What is being asked: In the listing below, find the line containing "negative clicks: (255, 149) (258, 132)" and the line containing "positive clicks: (548, 398)". Repeat exactly those two lines and every line between them.

Working data:

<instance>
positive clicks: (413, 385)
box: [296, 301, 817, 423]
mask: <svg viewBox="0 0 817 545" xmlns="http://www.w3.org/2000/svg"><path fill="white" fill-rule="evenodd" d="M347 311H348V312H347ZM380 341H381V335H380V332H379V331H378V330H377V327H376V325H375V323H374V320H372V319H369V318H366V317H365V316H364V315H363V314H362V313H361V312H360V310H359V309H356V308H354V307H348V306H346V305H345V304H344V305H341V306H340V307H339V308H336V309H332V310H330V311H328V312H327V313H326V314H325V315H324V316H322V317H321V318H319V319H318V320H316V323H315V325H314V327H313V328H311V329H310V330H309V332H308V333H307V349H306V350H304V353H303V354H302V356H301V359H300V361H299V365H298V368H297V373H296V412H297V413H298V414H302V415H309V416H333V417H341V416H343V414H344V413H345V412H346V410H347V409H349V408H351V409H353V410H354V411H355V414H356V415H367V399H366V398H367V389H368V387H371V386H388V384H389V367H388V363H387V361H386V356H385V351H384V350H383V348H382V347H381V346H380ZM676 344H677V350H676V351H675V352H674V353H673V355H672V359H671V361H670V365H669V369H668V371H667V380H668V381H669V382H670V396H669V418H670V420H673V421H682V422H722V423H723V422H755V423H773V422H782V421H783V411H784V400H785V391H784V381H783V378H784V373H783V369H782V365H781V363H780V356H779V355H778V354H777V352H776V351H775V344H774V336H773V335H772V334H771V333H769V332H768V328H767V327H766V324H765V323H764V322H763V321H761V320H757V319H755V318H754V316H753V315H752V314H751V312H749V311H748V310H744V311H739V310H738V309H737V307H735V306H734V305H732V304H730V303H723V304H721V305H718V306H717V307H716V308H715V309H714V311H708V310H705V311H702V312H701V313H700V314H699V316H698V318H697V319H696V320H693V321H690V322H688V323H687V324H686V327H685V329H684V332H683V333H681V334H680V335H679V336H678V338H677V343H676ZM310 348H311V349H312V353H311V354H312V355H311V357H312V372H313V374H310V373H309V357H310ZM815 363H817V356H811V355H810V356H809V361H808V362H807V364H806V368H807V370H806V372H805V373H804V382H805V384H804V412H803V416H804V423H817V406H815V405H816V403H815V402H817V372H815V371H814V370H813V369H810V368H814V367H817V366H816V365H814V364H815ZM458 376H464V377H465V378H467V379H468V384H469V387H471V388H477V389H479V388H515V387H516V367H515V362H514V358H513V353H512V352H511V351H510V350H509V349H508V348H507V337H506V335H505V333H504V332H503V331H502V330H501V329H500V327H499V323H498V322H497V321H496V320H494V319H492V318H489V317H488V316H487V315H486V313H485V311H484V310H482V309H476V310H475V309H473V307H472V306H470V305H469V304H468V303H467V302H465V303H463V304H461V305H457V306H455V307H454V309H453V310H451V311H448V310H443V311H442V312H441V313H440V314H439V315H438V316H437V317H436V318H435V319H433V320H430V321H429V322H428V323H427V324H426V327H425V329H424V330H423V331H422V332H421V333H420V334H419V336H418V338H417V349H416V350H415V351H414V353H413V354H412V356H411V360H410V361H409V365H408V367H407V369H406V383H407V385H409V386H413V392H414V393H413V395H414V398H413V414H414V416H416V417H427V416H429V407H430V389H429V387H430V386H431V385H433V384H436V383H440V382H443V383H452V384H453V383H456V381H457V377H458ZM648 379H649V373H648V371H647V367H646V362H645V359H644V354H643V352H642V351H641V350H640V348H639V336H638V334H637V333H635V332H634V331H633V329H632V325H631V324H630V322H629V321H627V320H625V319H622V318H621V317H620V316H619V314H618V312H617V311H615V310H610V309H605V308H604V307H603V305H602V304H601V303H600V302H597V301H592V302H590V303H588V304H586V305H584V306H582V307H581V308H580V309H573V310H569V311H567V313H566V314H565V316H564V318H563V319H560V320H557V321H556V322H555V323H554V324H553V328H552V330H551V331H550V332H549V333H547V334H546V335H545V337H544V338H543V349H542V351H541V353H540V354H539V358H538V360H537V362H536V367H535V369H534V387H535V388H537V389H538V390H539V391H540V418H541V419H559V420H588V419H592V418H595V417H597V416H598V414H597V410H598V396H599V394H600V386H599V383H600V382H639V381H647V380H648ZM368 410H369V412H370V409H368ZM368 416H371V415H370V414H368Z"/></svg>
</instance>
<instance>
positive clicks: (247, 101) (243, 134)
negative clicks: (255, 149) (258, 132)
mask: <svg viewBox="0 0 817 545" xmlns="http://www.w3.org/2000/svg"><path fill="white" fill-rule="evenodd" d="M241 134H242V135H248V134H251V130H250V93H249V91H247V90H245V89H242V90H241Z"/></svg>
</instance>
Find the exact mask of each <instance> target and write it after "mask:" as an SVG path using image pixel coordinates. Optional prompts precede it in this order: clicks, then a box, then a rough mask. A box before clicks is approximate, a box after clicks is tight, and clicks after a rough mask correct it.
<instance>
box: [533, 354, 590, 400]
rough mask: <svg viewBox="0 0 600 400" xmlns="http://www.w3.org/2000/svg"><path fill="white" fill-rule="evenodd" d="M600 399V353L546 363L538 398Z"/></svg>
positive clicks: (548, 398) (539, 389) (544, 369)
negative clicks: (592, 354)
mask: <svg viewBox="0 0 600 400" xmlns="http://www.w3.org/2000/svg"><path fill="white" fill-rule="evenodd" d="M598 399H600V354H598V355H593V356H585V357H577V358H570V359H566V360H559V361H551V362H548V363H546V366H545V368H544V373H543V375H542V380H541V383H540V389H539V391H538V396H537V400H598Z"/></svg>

Solution:
negative clicks: (255, 149) (258, 132)
mask: <svg viewBox="0 0 817 545" xmlns="http://www.w3.org/2000/svg"><path fill="white" fill-rule="evenodd" d="M241 134H242V135H248V134H251V130H250V93H249V91H247V90H245V89H242V90H241Z"/></svg>
</instance>
Find the exact mask of each <instance> target and write it after "mask:" as an SVG path using image pixel coordinates. Optional prompts precede it in this order: clicks, then a box, then a rough mask. A box before clicks is approximate, a box after clicks is tight, and clicks after a rough mask correct it.
<instance>
box: [533, 354, 590, 400]
rough mask: <svg viewBox="0 0 600 400" xmlns="http://www.w3.org/2000/svg"><path fill="white" fill-rule="evenodd" d="M600 399V353L546 363L538 398Z"/></svg>
positive clicks: (548, 398) (539, 389) (544, 369)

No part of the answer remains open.